** Aufgabe **
Welche Zeilen der folgenden Daten enthalten die Zeichenfolge „instance“? Trage alle diese Zeilen zusammen.

** Gegebene Daten **
▶

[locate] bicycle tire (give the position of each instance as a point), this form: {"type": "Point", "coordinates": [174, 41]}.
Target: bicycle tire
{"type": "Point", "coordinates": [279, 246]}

◀
▶

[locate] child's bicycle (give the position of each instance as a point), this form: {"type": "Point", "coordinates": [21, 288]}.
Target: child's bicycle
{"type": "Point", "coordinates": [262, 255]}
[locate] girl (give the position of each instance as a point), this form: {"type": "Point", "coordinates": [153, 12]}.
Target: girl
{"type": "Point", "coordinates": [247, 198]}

◀

** Lösung **
[locate] bicycle tire (give the position of each instance as a point), this form: {"type": "Point", "coordinates": [174, 41]}.
[locate] child's bicycle (give the position of each instance as a point), this form: {"type": "Point", "coordinates": [21, 288]}.
[locate] girl (give the position of each instance as a point), this form: {"type": "Point", "coordinates": [153, 12]}.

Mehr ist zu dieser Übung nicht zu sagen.